* start EXCERPTED RECORDS *

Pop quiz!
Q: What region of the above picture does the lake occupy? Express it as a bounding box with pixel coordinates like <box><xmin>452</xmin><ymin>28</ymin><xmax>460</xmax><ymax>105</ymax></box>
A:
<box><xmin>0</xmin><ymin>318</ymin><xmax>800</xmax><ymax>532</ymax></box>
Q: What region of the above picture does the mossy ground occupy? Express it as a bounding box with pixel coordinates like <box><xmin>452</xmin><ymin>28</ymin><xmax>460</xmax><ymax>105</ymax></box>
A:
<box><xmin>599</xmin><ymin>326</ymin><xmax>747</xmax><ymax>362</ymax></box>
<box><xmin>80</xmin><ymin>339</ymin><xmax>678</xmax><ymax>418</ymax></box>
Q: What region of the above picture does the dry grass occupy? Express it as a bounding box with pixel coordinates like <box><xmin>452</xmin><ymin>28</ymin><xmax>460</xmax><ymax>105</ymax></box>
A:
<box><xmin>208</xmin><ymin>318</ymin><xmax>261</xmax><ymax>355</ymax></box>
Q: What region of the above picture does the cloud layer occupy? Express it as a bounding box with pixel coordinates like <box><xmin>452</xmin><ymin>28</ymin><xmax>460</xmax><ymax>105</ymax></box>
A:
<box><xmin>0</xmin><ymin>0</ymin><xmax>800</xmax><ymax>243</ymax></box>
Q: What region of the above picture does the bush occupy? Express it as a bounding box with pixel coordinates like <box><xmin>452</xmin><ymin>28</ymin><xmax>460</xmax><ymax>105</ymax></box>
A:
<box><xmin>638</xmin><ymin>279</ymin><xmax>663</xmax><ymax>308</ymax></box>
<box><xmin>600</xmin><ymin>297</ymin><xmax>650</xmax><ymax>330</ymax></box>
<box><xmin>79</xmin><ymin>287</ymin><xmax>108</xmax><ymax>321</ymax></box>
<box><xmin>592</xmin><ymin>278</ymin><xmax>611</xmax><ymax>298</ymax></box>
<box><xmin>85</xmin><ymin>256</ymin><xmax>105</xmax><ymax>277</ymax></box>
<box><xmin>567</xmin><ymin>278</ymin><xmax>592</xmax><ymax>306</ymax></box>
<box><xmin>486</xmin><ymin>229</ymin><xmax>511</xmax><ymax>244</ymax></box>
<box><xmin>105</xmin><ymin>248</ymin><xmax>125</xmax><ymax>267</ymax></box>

* end EXCERPTED RECORDS *

> **GIVEN EXERCISE**:
Rewrite all the records above, swapping "bush" for "shrub" and keeping everything else the same.

> **THE RESPONSE**:
Pop quiz!
Q: What region of the above picture does the lake occupy? Express it as a bounding box with pixel coordinates like <box><xmin>452</xmin><ymin>28</ymin><xmax>460</xmax><ymax>105</ymax></box>
A:
<box><xmin>0</xmin><ymin>318</ymin><xmax>800</xmax><ymax>532</ymax></box>
Q: What region of the above picture does the mossy ground occupy? Express it as a bounding box with pixel coordinates like <box><xmin>452</xmin><ymin>28</ymin><xmax>460</xmax><ymax>105</ymax></box>
A:
<box><xmin>599</xmin><ymin>326</ymin><xmax>747</xmax><ymax>362</ymax></box>
<box><xmin>80</xmin><ymin>339</ymin><xmax>678</xmax><ymax>418</ymax></box>
Q: What region of the above picture does the dry grass occupy? Express it as a bounding box with pixel coordinates like <box><xmin>452</xmin><ymin>28</ymin><xmax>460</xmax><ymax>105</ymax></box>
A:
<box><xmin>208</xmin><ymin>318</ymin><xmax>261</xmax><ymax>355</ymax></box>
Q: What region of the above picture does the cloud layer occupy? Express it as a bounding box with pixel coordinates like <box><xmin>452</xmin><ymin>28</ymin><xmax>460</xmax><ymax>105</ymax></box>
A:
<box><xmin>0</xmin><ymin>0</ymin><xmax>800</xmax><ymax>243</ymax></box>
Q: What region of the above picture does the shrub occupy? Express it as a bounding box with pixel coordinates like <box><xmin>452</xmin><ymin>28</ymin><xmax>460</xmax><ymax>105</ymax></box>
A:
<box><xmin>638</xmin><ymin>279</ymin><xmax>663</xmax><ymax>308</ymax></box>
<box><xmin>600</xmin><ymin>297</ymin><xmax>650</xmax><ymax>330</ymax></box>
<box><xmin>79</xmin><ymin>287</ymin><xmax>108</xmax><ymax>321</ymax></box>
<box><xmin>592</xmin><ymin>278</ymin><xmax>611</xmax><ymax>298</ymax></box>
<box><xmin>85</xmin><ymin>256</ymin><xmax>105</xmax><ymax>277</ymax></box>
<box><xmin>567</xmin><ymin>278</ymin><xmax>592</xmax><ymax>306</ymax></box>
<box><xmin>486</xmin><ymin>229</ymin><xmax>511</xmax><ymax>244</ymax></box>
<box><xmin>105</xmin><ymin>248</ymin><xmax>125</xmax><ymax>267</ymax></box>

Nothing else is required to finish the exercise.